==== RECORDS FOR THE EXERCISE
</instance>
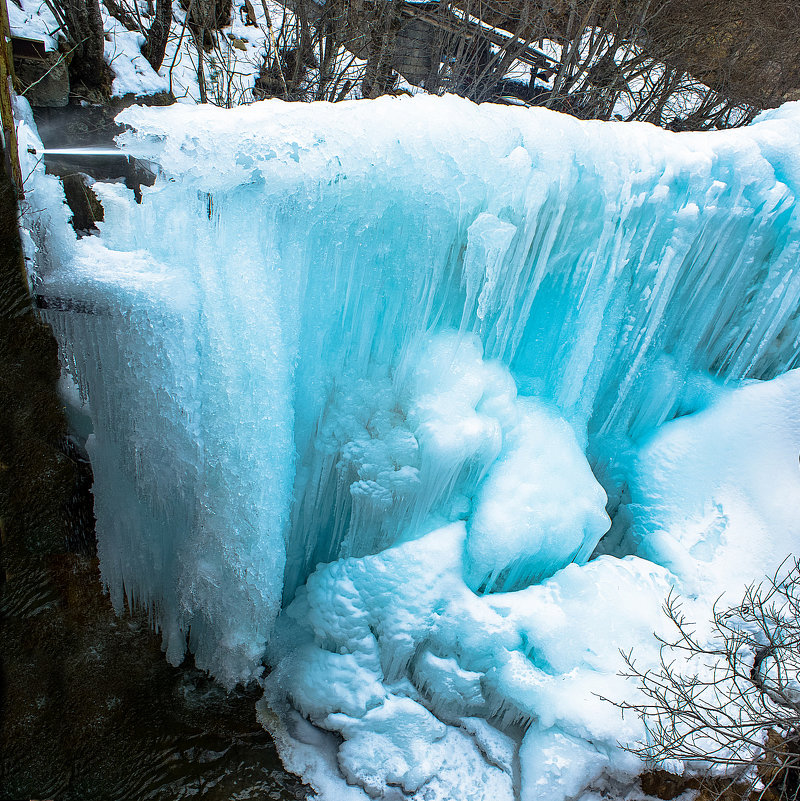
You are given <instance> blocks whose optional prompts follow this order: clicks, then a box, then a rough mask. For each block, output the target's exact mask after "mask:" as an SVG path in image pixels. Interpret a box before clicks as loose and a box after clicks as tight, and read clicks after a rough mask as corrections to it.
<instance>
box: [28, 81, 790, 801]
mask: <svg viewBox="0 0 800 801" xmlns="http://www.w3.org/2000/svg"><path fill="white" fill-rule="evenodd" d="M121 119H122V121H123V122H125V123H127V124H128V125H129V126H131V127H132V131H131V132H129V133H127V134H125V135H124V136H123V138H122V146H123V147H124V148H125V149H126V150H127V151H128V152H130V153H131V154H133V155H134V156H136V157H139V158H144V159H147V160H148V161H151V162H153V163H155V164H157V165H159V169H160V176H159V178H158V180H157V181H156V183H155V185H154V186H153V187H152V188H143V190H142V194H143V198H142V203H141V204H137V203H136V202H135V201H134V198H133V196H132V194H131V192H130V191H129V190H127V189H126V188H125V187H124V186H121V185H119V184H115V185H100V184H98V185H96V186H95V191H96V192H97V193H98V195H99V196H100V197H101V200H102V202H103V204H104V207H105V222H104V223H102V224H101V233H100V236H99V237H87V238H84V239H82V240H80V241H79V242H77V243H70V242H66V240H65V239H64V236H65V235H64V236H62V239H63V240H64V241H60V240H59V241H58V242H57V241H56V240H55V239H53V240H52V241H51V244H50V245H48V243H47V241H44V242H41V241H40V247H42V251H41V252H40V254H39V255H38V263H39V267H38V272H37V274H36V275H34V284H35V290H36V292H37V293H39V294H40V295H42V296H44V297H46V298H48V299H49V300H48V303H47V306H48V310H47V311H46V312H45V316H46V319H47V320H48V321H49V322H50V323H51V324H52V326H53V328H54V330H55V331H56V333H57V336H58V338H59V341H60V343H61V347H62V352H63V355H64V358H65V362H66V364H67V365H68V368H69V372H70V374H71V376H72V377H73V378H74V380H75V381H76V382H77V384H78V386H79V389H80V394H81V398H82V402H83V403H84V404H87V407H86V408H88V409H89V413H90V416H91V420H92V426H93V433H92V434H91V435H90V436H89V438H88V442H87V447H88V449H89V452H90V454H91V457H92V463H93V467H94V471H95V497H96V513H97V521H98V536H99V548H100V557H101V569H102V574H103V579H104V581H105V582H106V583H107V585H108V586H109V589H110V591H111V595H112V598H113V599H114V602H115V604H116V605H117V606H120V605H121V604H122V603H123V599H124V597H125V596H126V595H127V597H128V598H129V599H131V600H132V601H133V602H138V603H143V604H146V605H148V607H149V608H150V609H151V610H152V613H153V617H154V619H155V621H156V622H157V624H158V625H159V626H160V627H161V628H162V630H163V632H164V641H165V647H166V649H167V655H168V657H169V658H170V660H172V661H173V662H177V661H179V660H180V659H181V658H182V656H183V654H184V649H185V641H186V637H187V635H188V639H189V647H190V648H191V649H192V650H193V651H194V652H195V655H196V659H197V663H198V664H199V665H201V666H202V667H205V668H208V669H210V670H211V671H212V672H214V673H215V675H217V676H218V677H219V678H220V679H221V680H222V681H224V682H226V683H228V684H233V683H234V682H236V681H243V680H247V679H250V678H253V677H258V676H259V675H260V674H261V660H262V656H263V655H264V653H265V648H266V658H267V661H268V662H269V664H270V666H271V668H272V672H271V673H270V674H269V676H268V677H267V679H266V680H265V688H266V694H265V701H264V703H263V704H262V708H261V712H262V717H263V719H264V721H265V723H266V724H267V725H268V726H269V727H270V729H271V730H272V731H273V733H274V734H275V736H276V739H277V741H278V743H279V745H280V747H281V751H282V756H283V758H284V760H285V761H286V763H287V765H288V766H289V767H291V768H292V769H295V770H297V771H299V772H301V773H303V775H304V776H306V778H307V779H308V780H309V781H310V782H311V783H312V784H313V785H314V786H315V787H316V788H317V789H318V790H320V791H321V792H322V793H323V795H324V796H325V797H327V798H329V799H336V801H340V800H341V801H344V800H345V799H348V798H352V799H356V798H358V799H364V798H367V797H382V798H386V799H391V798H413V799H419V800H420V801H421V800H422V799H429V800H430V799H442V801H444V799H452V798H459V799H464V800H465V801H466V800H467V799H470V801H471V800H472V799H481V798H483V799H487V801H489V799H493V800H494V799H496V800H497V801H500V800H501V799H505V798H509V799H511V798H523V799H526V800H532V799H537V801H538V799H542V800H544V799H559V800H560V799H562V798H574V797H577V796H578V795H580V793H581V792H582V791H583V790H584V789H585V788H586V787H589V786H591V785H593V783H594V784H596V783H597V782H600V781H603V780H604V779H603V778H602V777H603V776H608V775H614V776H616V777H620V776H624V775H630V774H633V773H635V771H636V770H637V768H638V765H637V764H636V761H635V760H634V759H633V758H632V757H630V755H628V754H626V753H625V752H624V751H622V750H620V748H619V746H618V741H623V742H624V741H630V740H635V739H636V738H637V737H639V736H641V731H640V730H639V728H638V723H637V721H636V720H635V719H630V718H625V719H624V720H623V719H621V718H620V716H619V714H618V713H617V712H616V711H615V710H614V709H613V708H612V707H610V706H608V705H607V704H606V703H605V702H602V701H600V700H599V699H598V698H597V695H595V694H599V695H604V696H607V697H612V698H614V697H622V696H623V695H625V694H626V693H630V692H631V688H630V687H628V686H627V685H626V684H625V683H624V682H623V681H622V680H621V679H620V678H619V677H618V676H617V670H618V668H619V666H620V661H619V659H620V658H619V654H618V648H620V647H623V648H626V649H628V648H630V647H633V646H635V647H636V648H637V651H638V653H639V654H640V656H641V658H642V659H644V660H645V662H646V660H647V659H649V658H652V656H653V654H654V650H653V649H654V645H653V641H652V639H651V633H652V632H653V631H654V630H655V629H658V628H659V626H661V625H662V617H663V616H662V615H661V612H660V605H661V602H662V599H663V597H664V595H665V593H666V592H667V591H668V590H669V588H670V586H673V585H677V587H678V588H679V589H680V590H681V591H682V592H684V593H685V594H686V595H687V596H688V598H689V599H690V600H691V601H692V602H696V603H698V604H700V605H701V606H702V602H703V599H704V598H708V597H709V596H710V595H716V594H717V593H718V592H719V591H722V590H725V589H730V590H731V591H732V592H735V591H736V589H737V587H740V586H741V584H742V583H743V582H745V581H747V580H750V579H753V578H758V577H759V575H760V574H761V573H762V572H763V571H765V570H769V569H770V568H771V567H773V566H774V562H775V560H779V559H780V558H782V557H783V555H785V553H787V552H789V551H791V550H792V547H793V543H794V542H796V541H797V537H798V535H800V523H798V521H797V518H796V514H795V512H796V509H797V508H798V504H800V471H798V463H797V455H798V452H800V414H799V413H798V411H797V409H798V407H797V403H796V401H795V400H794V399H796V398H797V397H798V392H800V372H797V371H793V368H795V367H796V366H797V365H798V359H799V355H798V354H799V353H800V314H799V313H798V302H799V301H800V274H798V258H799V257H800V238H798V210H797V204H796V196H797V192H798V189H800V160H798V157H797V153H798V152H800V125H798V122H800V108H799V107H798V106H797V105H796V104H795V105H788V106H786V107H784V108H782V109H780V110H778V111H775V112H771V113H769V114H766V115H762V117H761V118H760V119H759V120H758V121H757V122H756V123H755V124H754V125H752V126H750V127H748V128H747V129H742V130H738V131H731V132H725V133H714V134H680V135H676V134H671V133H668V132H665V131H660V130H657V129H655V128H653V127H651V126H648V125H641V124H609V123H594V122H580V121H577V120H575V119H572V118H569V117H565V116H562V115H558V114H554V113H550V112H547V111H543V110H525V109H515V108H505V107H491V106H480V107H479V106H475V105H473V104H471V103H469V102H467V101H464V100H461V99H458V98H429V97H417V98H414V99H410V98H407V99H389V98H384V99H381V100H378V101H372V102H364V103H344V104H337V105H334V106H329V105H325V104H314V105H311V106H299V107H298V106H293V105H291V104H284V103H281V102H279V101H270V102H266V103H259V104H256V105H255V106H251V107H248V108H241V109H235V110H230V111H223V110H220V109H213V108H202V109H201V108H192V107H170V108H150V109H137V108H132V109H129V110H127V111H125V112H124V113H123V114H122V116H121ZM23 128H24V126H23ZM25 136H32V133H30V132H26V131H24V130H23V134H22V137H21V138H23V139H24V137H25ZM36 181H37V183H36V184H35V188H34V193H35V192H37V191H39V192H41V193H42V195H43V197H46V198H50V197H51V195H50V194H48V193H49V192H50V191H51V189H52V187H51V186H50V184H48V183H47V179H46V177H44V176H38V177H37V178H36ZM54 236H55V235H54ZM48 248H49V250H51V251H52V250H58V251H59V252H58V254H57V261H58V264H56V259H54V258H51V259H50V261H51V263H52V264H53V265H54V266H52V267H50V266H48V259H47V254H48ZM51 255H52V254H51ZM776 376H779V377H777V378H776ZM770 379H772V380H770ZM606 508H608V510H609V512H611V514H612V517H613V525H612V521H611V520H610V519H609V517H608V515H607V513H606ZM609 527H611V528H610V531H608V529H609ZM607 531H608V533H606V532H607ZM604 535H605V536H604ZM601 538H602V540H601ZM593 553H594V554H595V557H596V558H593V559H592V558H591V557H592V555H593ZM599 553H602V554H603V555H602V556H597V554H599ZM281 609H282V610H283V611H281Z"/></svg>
========
From the entries above, show each line that includes the string "instance".

</instance>
You are given <instance> blocks whose optional prompts follow this order: clicks, then a box, then a rough mask. For each block, output the target's exact mask after "mask:" as an SVG path in image pixels. Interpret a box before clicks as loose and a box after clicks as tight, and read clicks after a rough mask as corrections to it.
<instance>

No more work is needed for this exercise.